Instructions to follow: Retype every line from the one containing "One pin marks each instance of the curved" through the last line of the records below, both included; leave out the pictures.
╭─ Dataset extract
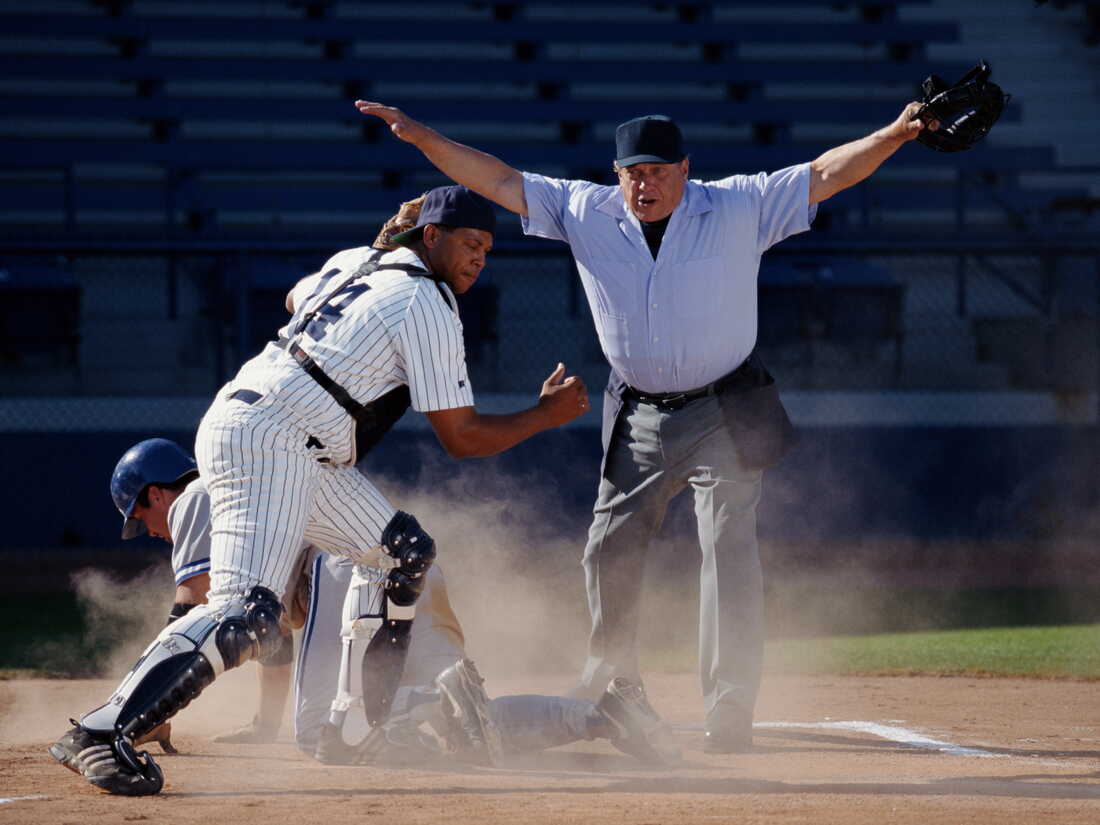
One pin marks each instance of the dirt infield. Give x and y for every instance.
(828, 750)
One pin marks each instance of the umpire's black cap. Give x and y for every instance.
(451, 206)
(649, 139)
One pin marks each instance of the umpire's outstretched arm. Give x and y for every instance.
(848, 164)
(483, 173)
(834, 171)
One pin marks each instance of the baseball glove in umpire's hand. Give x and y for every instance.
(966, 111)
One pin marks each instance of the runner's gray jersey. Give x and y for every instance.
(189, 528)
(376, 333)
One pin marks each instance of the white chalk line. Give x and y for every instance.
(20, 799)
(891, 733)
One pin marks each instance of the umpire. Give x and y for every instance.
(670, 270)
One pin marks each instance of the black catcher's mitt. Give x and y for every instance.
(966, 111)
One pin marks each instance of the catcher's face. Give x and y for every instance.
(155, 514)
(652, 190)
(457, 255)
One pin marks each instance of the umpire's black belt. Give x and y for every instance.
(743, 377)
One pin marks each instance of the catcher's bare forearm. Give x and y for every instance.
(848, 164)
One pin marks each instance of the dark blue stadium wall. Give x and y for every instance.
(838, 484)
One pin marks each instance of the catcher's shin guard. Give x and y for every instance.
(378, 613)
(186, 657)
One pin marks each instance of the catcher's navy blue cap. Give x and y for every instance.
(451, 206)
(153, 461)
(649, 139)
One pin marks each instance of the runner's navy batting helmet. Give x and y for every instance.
(153, 461)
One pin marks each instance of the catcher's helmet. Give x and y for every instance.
(153, 461)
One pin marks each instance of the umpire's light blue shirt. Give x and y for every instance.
(689, 317)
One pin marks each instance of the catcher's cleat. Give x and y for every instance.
(470, 728)
(96, 759)
(635, 721)
(331, 748)
(162, 735)
(251, 734)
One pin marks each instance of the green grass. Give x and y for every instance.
(1067, 651)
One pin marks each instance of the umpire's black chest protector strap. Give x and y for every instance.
(374, 419)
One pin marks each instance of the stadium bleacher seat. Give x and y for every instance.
(40, 315)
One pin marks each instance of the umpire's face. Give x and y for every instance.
(457, 255)
(652, 190)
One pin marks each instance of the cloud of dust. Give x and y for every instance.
(512, 562)
(122, 616)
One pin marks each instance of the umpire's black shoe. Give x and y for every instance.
(728, 733)
(94, 758)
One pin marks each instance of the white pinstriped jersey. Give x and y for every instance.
(189, 527)
(371, 337)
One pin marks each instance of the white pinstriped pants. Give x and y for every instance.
(268, 493)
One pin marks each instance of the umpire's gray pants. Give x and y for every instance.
(652, 457)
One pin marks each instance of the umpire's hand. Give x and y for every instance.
(400, 124)
(563, 398)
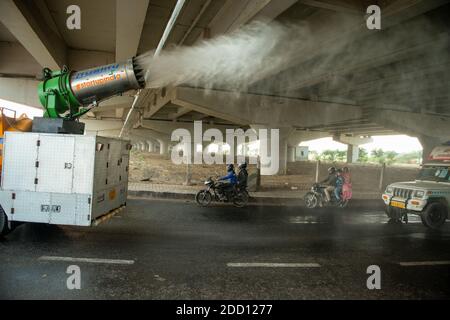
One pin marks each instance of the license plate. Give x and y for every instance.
(398, 204)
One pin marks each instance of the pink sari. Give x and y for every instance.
(347, 187)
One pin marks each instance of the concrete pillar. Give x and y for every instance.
(266, 142)
(150, 146)
(352, 153)
(163, 147)
(428, 143)
(290, 154)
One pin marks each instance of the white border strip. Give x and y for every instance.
(424, 263)
(271, 265)
(88, 260)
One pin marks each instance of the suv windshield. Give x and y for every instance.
(435, 173)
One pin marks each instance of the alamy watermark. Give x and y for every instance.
(373, 21)
(74, 280)
(73, 22)
(186, 151)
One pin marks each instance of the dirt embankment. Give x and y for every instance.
(154, 168)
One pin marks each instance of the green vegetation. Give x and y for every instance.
(376, 156)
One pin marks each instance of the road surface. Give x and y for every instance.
(176, 250)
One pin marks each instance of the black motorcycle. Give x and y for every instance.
(217, 191)
(316, 197)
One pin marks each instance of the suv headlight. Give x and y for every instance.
(419, 194)
(389, 190)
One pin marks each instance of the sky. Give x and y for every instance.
(31, 112)
(397, 143)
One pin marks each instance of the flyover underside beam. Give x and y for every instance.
(235, 14)
(261, 109)
(341, 34)
(414, 124)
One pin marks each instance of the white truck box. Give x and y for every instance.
(62, 179)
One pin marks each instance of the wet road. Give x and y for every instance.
(176, 250)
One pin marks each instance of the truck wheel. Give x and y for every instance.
(434, 215)
(4, 227)
(393, 214)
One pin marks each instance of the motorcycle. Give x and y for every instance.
(316, 197)
(236, 195)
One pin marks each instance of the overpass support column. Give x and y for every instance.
(282, 142)
(353, 144)
(151, 146)
(352, 153)
(428, 143)
(163, 147)
(290, 153)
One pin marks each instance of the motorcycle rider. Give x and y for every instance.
(330, 182)
(229, 181)
(339, 185)
(242, 175)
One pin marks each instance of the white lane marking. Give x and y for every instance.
(271, 265)
(424, 263)
(88, 260)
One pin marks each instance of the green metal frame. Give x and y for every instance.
(57, 97)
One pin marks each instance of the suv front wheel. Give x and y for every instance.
(434, 215)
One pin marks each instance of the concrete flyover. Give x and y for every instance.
(350, 83)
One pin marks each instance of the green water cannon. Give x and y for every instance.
(70, 94)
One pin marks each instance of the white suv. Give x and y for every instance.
(427, 196)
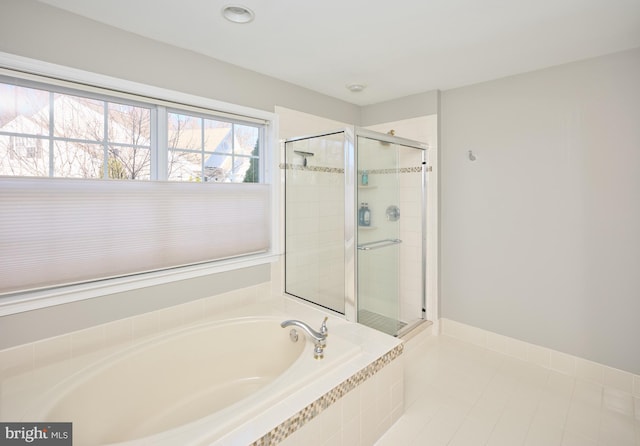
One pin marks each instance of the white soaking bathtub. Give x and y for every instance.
(189, 386)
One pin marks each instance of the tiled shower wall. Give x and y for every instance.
(315, 221)
(397, 269)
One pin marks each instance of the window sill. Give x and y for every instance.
(34, 300)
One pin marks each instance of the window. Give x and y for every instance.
(49, 133)
(204, 149)
(70, 216)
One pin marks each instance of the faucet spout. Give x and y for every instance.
(319, 337)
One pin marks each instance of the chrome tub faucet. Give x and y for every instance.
(319, 337)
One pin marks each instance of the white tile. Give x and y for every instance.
(618, 401)
(587, 393)
(562, 363)
(552, 410)
(618, 430)
(575, 439)
(87, 341)
(560, 384)
(584, 420)
(538, 355)
(618, 379)
(52, 350)
(589, 371)
(541, 434)
(517, 349)
(351, 432)
(471, 433)
(438, 432)
(497, 343)
(511, 430)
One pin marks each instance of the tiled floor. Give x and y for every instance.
(458, 394)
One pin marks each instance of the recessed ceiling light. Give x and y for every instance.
(237, 14)
(356, 88)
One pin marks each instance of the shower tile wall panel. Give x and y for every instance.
(315, 224)
(377, 269)
(403, 189)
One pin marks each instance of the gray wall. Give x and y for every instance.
(541, 234)
(30, 326)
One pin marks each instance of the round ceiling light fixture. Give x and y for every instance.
(356, 88)
(237, 14)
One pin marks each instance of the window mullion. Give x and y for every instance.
(51, 133)
(159, 144)
(105, 142)
(202, 160)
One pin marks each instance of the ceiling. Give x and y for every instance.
(395, 48)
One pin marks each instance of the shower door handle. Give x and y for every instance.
(379, 244)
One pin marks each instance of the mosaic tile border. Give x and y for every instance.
(311, 168)
(297, 421)
(415, 169)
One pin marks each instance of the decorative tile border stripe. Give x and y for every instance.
(289, 166)
(416, 169)
(312, 168)
(297, 421)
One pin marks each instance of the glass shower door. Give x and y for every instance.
(315, 267)
(390, 290)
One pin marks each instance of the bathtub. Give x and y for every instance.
(189, 386)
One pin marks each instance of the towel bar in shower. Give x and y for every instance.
(379, 244)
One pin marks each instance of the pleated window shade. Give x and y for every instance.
(62, 231)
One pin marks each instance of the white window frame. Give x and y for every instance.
(18, 66)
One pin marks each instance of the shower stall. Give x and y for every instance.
(355, 226)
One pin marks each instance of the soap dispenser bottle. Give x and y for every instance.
(364, 215)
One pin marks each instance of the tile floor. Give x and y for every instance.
(458, 394)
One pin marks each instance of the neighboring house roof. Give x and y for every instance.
(82, 120)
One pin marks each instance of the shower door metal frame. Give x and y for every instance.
(382, 137)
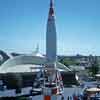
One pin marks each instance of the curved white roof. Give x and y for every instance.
(25, 63)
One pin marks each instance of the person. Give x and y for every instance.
(62, 97)
(68, 98)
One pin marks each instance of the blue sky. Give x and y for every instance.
(23, 25)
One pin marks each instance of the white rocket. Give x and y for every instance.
(54, 85)
(51, 44)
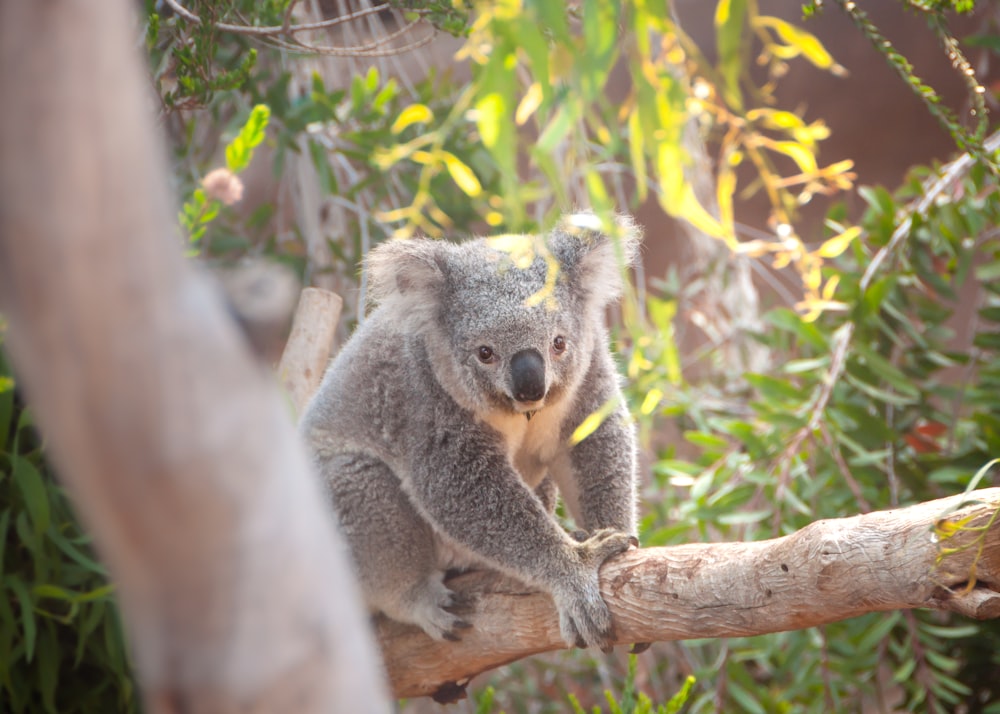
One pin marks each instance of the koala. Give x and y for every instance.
(444, 425)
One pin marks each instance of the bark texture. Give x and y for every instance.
(831, 570)
(174, 442)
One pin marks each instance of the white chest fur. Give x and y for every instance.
(534, 446)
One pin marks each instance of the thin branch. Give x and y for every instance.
(271, 33)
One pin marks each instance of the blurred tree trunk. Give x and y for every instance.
(175, 445)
╰─
Answer to this task:
One pin marks each instance of the curved white roof. Give x and y for every instance.
(25, 63)
One pin marks each instance of the person. Give x and y for every instance.
(62, 97)
(68, 98)
One pin marks each instance of the blue sky. Give x and y for every instance.
(23, 25)
One pin marks each instance of the white rocket. Give x and y for every instance.
(54, 85)
(51, 44)
One pin marks each instance of the koala. Give x and y for every instance.
(444, 425)
One pin marks each instance of the bark texture. Give x and y for every instance.
(831, 570)
(174, 442)
One pin marks each instance of the white chest fur. Give x and y for every instance.
(534, 446)
One pin marks each instance of the thin branch. Give x and y for every instance.
(271, 33)
One pin marks each instance of the blurred tree trunk. Give x and y for every instance.
(175, 445)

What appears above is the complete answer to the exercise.